__EXCERPTED RECORDS__.
>>>

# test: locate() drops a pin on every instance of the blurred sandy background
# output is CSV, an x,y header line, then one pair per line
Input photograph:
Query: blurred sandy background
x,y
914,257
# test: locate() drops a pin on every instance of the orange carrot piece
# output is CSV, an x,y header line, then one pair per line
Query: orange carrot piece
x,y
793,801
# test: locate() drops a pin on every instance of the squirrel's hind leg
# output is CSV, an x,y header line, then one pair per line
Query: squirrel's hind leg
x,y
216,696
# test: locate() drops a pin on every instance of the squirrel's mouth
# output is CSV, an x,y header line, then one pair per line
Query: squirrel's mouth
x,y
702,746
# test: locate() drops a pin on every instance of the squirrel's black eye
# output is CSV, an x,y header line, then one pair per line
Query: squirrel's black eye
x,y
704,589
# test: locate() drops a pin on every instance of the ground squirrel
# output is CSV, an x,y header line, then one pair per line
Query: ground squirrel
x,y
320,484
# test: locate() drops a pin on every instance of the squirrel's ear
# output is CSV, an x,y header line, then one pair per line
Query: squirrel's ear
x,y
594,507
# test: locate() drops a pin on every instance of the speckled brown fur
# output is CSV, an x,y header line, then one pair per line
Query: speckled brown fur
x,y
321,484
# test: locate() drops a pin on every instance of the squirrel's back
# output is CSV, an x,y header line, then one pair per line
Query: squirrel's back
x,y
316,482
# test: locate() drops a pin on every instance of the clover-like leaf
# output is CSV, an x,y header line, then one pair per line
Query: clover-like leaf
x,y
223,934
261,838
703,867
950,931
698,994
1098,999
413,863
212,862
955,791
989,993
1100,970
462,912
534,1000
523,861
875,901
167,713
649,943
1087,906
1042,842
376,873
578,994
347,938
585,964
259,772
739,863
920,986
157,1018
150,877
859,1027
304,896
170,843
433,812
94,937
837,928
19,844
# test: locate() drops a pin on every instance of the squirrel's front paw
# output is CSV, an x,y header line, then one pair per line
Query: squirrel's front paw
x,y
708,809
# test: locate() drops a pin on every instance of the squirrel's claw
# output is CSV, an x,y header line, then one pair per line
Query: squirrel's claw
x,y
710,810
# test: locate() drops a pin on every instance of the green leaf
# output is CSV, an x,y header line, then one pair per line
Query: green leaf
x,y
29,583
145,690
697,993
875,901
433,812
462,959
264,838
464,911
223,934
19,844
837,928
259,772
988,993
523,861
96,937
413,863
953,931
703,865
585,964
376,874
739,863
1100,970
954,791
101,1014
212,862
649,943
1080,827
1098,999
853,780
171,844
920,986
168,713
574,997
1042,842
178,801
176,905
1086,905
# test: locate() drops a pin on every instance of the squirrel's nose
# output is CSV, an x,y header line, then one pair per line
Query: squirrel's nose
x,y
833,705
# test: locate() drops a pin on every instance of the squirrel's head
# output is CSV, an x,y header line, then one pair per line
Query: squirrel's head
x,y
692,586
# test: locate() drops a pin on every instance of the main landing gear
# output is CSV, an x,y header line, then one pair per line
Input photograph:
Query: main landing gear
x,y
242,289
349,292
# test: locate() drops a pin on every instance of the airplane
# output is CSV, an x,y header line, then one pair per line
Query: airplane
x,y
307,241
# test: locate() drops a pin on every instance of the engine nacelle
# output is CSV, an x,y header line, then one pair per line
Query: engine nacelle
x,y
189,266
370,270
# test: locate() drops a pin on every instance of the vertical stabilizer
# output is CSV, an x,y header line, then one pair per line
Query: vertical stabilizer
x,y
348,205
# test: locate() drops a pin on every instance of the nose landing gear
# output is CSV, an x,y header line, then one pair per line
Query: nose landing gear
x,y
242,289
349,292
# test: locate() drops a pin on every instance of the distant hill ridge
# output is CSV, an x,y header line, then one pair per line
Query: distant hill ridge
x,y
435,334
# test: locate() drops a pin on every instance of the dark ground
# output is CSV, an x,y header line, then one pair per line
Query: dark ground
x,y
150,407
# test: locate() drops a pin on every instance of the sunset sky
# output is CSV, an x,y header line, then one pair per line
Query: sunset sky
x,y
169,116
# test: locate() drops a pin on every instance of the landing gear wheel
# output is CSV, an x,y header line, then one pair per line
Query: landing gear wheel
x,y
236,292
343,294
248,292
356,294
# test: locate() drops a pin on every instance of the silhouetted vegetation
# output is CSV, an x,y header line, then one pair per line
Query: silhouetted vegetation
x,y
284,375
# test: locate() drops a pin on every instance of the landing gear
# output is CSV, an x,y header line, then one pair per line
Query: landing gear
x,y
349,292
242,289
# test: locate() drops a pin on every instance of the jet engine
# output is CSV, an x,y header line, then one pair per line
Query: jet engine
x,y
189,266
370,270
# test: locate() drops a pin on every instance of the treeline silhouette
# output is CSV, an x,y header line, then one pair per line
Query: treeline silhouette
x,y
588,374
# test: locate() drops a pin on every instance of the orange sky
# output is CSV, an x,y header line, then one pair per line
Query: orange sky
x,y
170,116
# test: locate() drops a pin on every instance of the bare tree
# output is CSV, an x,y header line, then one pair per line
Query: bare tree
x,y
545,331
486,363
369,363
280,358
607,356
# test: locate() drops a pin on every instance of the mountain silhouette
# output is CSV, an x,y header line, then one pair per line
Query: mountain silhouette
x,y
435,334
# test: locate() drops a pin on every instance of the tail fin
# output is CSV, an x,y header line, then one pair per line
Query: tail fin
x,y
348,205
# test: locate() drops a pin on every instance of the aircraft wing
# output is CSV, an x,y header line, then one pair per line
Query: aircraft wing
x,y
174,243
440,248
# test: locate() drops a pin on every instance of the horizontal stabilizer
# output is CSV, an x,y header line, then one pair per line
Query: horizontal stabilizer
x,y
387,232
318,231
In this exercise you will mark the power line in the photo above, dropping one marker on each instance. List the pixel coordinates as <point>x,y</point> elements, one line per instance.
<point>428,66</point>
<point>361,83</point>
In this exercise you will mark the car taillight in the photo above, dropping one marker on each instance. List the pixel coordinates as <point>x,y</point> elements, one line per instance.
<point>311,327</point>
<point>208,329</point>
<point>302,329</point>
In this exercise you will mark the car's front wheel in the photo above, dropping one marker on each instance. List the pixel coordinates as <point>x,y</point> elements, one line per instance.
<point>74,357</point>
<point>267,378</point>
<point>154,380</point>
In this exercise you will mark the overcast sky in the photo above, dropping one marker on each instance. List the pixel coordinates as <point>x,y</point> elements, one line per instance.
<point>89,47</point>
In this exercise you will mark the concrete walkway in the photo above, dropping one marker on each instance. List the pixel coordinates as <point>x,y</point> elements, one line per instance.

<<<

__ASSIGNED TASK__.
Set down each entry again, exactly as written.

__SOLUTION TO THIS TASK__.
# test: locate() drops a pin on every instance of the blurred sandy background
# output is CSV, an x,y header line, then one pair per line
Input photograph:
Query: blurred sandy background
x,y
914,257
# test: locate() drops a pin on every instance of the orange carrot piece
# output is CSV, an x,y header line, then one pair per line
Query: orange carrot piece
x,y
793,801
# test: locate() drops a pin on every instance of the squirrel's hind leg
# output is CSV, an x,y header line, then one pair per line
Query: squirrel's hind leg
x,y
216,696
# test: locate() drops a pin on every instance of the squirrel's mouth
# output is CSV, an x,y header line, then one pair per line
Query: squirrel's mouth
x,y
702,746
# test: locate() drops a pin on every instance of the squirrel's black eye
# output is CSV, an x,y header line, then one pair per line
Query: squirrel's black eye
x,y
704,589
# test: locate() drops a pin on every instance of the ground squirrel
# output is CSV, an x,y header line, then one pair per line
Query: ground squirrel
x,y
320,484
# test: locate() drops a pin on every instance of the squirrel's ear
# output is CSV, an x,y header line, then one pair per line
Query: squirrel's ear
x,y
594,507
# test: locate() drops a pin on every instance of the speckled brown fur
# output is CSV, an x,y header line, then one pair per line
Query: speckled brown fur
x,y
321,484
# test: locate() drops a pin on every instance of the squirrel's back
# output is CSV, an x,y header line, then one pair per line
Query: squirrel's back
x,y
316,482
# test: locate() drops a pin on every instance of the clover-like leaf
# output is CSV, an x,y header line, then one pair per line
Query: clover-like leaf
x,y
223,934
261,838
703,867
950,931
698,994
1098,999
413,863
212,862
955,791
989,993
1100,970
462,912
534,1000
523,861
875,901
167,713
649,943
1087,906
1042,842
376,873
578,994
347,938
585,964
259,772
739,863
920,986
157,1018
150,877
859,1027
304,896
170,843
433,812
94,937
837,928
19,844
# test: locate() drops a pin on every instance of the squirrel's front paw
# output is CSV, an x,y header line, then one pair per line
Query: squirrel's front paw
x,y
708,809
# test: locate() drops a pin on every instance of the squirrel's claw
# output is CSV, an x,y header line, then one pair per line
Query: squirrel's claw
x,y
710,810
# test: locate() drops a pin on every instance of the green leaf
# output is CSV, an x,y header line, then one pair per line
Query: green leaf
x,y
29,583
145,690
697,993
875,901
433,812
462,959
264,838
464,911
223,934
19,844
837,928
259,772
988,993
523,861
96,937
413,863
953,931
703,865
585,964
376,874
739,863
1100,970
954,791
101,1014
212,862
649,943
1080,827
1098,999
853,780
171,844
920,986
168,713
574,997
1042,842
178,801
176,905
1086,905
# test: locate() drops a pin on every instance of the squirrel's nose
# output is CSV, an x,y header line, then one pair per line
Query: squirrel's nose
x,y
833,705
# test: locate() drops a pin on every instance of the squirrel's head
# output is CSV, an x,y header line, then one pair per line
Query: squirrel's head
x,y
692,586
# test: locate() drops a pin on every instance of the main landing gear
# output is CSV, an x,y header line, then one pair per line
Input photograph:
Query: main landing gear
x,y
242,289
349,292
# test: locate() drops a pin on every instance of the airplane
# output is CSV, an x,y header line, then one pair per line
Query: airplane
x,y
307,241
# test: locate() drops a pin on every instance of the engine nacelle
# output is CSV, an x,y header line, then one pair per line
Query: engine nacelle
x,y
189,266
370,270
# test: locate() drops a pin on every instance of the vertical stabilizer
# output is CSV, an x,y header line, then one pair per line
Query: vertical stabilizer
x,y
348,205
# test: locate() drops a pin on every instance of the nose landing gear
# output is CSV, an x,y header line, then one pair per line
Query: nose landing gear
x,y
242,289
349,292
# test: locate() drops a pin on every instance of the distant hill ridge
# output is CSV, an x,y header line, then one pair per line
Query: distant hill ridge
x,y
435,334
# test: locate() drops a pin on every instance of the dark ground
# output is CSV, an x,y header line, then one pair per line
Query: dark ground
x,y
150,407
# test: locate() drops a pin on every instance of the sunset sky
# output is CSV, an x,y header line, then one pair per line
Query: sunset sky
x,y
169,116
# test: locate() drops a pin on every instance of the landing gear wheel
# output is CSV, an x,y header line, then one pair per line
Query: landing gear wheel
x,y
236,292
343,294
248,292
356,294
# test: locate() drops a pin on every instance of the silhouetted vegetation
# output is CSV, an x,y header line, then one pair per line
Query: silhouetted vegetation
x,y
284,375
# test: locate() drops a pin on every instance of the landing gear
# output is CSV, an x,y header line, then one pair per line
Query: landing gear
x,y
349,292
242,289
# test: locate() drops a pin on every instance of the jet engine
# output is CSV, an x,y header line, then one pair per line
Query: jet engine
x,y
189,266
370,270
# test: locate() drops a pin on every instance of the treeline silhouette
# output is CSV, an x,y header line, then one pair per line
Query: treeline silhouette
x,y
588,374
# test: locate() drops a pin on every instance of the orange sky
# output is CSV, an x,y header line, then one pair per line
Query: orange sky
x,y
170,116
# test: locate() drops a pin on every instance of the bare tree
# output is CSV, an x,y header line, then one pair per line
Query: bare tree
x,y
545,331
486,363
369,363
280,358
607,356
# test: locate() drops a pin on every instance of the mountain silhouette
# output is CSV, an x,y header line, then one pair per line
Query: mountain silhouette
x,y
435,334
# test: locate() drops a pin on every instance of the tail fin
# output is CSV, an x,y header line, then one pair per line
Query: tail fin
x,y
348,205
# test: locate() drops a pin on every instance of the aircraft wing
# output is CSV, an x,y header line, then one pair per line
Query: aircraft wing
x,y
174,243
440,248
# test: locate() drops a pin on every instance of the horizontal stabilizer
# output is CSV, an x,y header line, then one pair per line
Query: horizontal stabilizer
x,y
387,232
318,231
In this exercise you will mark the power line in the photo above, dropping one marker on each instance. List the pixel coordinates as <point>x,y</point> elements, one line per instance.
<point>428,66</point>
<point>361,83</point>
In this exercise you will mark the car taillight in the photo above, dropping one marker on each instance. List the pixel coordinates as <point>x,y</point> elements, one line per instance.
<point>311,327</point>
<point>208,329</point>
<point>302,329</point>
In this exercise you will mark the car's front wheel in the photo above, dropping one marker on each instance. List the pixel coordinates as <point>x,y</point> elements, one line per instance.
<point>74,357</point>
<point>267,378</point>
<point>154,380</point>
In this exercise you will mark the overcast sky in the photo above, dropping one marker on each instance. List the pixel coordinates as <point>x,y</point> elements, one line per instance.
<point>89,47</point>
In this exercise you will mark the concrete walkway in the photo above, dropping one marker on each instance. List the pixel coordinates as <point>x,y</point> elements, one line per instance.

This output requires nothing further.